Knitting

Saturday, September 7, 2013

Hedwig and the Angry Inch


As I sit here pondering how to write about a subject as complex as Hedwig and the Angry Inch which I saw last night at Jobsite Theatre, I realize I should probably set some objectives for what I intend to accomplish here, in this space, for writing about the theatrical performances I see.  The burgeoning scholar in me is humbled by the ramblings of Jobsite’s Artistic Director, David Jenkins.  His recent posts on Hedwig--’Stage vs. Screen’ and ‘Week 1 thoughts’ are what I want my own posts to resemble.  The critic in me wants to get the word out quickly and inspire those who may be on the fence about going to see a show to just jump down and go see it!  And after you do, come and talk to me about it. My second favorite thing about theatre is talking about a show.

Perhaps what I need to do is a quick blast of why one should go, and then a longer piece with outside links to other topics, a virtual game of connect-the-dots that makes the interwebs a crazy world in which to get tangled, and how this blog got its name.

So why should you go see Hedwig?  First, because of Hedwig’s story.  From the early days, with his (he’s still Hansel at this point) head in the oven, listening to The Captain and Tennille on Armed Forces Radio, to the botched sex change operation where s/he laments, “It was my first day as a woman, already that time of the month”  and then her escape to the United States just as the Berlin Wall is coming down.  Then (sigh) there is the song, with its accompanying video, The Origin of LoveMy absolute favorite part of the show.  It is a beautiful tale in and of itself.

The music rocks, the puns make you groan and there is even a sing-along.  Spencer Meyer’s drag queen mannerisms are awkward at times but when he channels Tommy Gnosis he is spot on.  Amy Gray’s gender crossing Yitzak is quite believable and Jonathan Cho’s hair is...well, you’ll see.

* _SUPPLIED DATA_:
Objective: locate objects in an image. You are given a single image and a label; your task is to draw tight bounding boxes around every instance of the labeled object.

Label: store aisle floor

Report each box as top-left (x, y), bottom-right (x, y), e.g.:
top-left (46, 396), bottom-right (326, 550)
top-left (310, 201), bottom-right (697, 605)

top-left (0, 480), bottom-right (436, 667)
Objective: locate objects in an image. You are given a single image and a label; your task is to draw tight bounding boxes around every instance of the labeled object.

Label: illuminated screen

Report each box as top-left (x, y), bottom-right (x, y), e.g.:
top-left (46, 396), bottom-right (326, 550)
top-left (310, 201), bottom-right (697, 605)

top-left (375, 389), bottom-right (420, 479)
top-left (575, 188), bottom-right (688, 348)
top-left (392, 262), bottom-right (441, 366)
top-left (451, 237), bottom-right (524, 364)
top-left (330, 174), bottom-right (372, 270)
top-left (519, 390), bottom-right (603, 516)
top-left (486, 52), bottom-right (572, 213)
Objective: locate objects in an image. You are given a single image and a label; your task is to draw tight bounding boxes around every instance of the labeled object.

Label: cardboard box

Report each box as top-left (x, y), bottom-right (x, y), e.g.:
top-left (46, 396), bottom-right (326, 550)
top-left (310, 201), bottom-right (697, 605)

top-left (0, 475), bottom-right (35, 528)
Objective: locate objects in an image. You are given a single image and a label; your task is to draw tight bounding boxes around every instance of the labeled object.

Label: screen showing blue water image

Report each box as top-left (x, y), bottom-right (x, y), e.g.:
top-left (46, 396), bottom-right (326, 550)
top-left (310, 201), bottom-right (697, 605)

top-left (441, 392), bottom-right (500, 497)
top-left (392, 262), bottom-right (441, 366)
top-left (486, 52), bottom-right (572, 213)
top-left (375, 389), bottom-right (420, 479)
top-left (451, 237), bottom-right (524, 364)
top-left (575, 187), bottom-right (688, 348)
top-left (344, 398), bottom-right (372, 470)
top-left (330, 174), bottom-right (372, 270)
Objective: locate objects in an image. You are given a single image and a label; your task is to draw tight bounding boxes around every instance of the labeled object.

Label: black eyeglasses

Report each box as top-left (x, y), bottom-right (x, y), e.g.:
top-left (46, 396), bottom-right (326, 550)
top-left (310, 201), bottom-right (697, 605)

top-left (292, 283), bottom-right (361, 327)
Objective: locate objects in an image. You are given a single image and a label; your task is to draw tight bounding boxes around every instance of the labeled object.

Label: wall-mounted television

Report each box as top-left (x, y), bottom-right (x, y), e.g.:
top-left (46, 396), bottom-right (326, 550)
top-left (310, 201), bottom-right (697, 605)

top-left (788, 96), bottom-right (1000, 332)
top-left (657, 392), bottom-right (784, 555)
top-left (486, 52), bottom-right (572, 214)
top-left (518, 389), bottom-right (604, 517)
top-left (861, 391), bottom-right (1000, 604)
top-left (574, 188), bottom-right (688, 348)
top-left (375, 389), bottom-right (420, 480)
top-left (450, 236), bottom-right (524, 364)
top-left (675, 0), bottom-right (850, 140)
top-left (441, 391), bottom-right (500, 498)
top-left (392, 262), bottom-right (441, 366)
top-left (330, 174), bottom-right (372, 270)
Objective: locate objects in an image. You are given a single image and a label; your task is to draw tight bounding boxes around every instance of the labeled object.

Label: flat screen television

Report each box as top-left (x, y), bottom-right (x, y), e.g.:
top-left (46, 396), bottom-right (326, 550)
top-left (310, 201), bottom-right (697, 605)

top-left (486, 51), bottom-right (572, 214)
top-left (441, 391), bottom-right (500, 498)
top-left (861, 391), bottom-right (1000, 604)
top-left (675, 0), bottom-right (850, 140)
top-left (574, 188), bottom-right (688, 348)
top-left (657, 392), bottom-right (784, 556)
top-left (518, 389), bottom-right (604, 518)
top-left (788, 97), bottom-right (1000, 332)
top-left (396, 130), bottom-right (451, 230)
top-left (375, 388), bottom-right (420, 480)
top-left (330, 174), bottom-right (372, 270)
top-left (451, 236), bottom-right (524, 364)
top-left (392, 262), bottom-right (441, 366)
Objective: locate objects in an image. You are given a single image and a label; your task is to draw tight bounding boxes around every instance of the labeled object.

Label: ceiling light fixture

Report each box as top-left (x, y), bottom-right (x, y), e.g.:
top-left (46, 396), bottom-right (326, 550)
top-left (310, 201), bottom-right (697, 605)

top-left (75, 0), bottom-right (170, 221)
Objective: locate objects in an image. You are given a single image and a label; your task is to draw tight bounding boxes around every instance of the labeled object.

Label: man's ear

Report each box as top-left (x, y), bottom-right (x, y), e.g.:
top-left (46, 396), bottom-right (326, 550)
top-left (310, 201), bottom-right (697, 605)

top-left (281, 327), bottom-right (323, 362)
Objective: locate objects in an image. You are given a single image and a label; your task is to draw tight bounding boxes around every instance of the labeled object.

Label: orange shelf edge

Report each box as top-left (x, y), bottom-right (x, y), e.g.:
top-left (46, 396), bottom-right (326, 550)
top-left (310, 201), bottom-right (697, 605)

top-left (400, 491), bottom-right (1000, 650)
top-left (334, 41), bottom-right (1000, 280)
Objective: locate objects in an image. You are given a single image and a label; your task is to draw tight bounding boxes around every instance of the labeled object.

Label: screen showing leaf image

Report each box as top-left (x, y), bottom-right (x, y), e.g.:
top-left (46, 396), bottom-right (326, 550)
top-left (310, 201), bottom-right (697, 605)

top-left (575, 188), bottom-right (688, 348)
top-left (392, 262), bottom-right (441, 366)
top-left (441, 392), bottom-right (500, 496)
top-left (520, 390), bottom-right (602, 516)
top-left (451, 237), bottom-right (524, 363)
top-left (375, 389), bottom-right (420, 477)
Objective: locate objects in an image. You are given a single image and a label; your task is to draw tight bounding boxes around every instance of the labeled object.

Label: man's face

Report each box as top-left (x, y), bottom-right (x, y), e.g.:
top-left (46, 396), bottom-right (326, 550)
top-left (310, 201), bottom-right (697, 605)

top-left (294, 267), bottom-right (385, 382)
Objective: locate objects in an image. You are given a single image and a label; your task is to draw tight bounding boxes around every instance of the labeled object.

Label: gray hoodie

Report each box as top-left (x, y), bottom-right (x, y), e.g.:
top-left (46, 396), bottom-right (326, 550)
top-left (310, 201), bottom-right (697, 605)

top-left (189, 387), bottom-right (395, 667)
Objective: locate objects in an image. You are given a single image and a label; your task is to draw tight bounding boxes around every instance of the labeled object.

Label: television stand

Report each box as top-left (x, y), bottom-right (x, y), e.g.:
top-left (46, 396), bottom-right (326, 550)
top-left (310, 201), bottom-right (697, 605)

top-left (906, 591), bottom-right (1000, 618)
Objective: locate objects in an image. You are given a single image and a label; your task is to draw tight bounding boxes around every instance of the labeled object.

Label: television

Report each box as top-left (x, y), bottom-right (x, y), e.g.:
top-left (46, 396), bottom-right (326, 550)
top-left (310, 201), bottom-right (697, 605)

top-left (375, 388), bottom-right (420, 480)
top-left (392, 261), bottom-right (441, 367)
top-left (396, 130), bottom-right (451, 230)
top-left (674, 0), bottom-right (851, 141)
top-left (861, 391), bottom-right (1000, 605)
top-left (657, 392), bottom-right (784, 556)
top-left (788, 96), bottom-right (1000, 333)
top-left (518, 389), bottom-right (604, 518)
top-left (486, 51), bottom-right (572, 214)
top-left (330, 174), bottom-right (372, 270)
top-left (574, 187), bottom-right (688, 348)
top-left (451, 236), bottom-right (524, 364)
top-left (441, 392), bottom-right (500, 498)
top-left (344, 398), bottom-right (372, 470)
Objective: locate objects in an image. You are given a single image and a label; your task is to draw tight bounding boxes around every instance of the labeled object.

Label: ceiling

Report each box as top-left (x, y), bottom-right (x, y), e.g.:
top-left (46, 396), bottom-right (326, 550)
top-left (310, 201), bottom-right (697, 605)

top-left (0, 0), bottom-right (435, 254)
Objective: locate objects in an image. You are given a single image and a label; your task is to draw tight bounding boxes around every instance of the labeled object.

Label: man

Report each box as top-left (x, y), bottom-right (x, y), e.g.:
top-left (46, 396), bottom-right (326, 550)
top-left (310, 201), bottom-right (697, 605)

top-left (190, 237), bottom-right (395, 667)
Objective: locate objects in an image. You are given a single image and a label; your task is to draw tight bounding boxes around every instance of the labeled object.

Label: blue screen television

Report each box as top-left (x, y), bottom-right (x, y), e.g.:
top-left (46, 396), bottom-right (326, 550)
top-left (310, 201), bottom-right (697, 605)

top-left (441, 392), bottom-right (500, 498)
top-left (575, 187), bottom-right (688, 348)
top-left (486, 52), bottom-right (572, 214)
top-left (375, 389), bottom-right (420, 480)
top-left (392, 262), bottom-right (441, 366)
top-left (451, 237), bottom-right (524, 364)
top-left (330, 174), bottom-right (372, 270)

* * *

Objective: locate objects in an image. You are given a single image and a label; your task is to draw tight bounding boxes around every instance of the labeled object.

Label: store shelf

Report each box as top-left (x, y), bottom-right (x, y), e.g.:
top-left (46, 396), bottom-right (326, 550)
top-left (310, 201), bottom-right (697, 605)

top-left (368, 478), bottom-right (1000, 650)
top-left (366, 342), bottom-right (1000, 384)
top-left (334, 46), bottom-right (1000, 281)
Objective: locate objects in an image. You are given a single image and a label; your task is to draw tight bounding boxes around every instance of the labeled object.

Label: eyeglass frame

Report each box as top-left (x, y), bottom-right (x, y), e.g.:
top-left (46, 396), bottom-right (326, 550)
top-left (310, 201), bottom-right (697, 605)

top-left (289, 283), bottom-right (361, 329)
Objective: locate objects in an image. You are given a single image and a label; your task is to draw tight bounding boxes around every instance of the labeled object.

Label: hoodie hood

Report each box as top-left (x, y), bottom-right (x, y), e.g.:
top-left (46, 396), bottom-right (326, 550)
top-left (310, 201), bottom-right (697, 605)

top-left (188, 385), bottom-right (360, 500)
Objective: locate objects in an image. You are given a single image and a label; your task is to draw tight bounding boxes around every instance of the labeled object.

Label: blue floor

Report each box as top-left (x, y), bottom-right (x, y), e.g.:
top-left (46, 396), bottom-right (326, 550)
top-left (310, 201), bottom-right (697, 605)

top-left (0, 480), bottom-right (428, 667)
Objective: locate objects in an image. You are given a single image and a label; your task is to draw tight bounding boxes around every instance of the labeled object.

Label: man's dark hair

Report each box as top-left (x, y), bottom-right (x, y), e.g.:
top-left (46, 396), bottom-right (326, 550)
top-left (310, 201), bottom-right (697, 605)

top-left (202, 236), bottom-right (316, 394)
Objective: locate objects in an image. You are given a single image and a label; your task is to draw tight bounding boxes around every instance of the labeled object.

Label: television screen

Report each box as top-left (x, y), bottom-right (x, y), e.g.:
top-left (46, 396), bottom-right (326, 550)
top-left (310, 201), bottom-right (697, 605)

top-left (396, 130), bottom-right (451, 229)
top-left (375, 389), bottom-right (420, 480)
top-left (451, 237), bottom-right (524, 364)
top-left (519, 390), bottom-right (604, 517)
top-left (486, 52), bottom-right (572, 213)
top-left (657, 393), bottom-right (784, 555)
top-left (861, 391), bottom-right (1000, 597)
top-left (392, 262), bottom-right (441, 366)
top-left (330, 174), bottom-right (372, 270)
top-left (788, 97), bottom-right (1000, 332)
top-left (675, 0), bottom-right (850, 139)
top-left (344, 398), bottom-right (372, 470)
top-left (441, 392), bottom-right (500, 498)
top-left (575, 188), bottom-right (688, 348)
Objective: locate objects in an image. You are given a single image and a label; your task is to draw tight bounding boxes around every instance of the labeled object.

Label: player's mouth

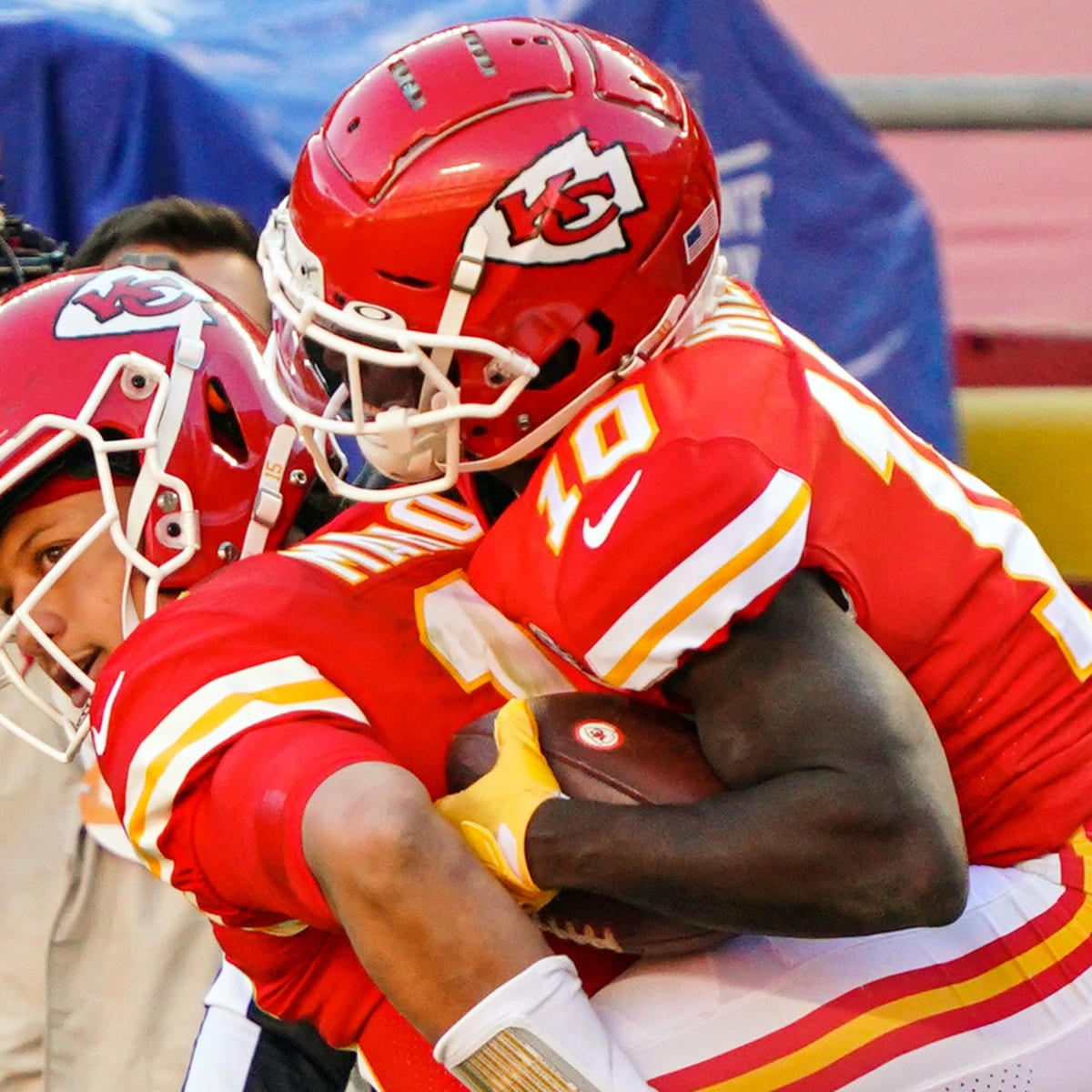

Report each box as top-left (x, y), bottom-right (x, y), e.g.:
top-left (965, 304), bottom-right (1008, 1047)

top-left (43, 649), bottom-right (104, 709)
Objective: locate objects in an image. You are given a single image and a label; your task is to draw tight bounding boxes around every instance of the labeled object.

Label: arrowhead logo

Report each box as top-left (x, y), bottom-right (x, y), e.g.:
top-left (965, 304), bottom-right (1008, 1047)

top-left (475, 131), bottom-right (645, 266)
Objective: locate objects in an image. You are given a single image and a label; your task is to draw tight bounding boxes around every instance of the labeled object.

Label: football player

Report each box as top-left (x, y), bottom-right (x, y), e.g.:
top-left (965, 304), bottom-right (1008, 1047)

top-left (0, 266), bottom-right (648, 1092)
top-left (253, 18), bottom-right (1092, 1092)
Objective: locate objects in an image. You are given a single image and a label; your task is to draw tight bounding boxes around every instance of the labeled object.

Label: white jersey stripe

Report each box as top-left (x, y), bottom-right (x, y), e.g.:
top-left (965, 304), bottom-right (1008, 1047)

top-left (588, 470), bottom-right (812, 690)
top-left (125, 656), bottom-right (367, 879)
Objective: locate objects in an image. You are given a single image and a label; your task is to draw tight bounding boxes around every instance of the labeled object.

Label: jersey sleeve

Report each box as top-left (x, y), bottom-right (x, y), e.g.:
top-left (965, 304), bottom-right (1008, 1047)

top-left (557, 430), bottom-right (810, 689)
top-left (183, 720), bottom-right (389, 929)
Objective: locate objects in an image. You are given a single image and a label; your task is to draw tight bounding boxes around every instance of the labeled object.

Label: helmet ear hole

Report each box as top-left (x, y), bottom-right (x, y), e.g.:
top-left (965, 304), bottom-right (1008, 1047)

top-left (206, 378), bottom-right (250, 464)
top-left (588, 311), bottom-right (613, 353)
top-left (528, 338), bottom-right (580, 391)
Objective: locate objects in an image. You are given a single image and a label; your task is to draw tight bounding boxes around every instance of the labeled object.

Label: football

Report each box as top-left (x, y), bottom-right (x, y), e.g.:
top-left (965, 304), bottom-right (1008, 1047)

* _PROBLEM TO SOLVE_: Begin at the words "So why should" in the theater blog post and stop after "is...well, you’ll see.". Write that stretch out again, replacing "puns" with "jokes".

* _RESULT FOR THIS TASK_:
So why should you go see Hedwig?  First, because of Hedwig’s story.  From the early days, with his (he’s still Hansel at this point) head in the oven, listening to The Captain and Tennille on Armed Forces Radio, to the botched sex change operation where s/he laments, “It was my first day as a woman, already that time of the month”  and then her escape to the United States just as the Berlin Wall is coming down.  Then (sigh) there is the song, with its accompanying video, The Origin of LoveMy absolute favorite part of the show.  It is a beautiful tale in and of itself.

The music rocks, the jokes make you groan and there is even a sing-along.  Spencer Meyer’s drag queen mannerisms are awkward at times but when he channels Tommy Gnosis he is spot on.  Amy Gray’s gender crossing Yitzak is quite believable and Jonathan Cho’s hair is...well, you’ll see.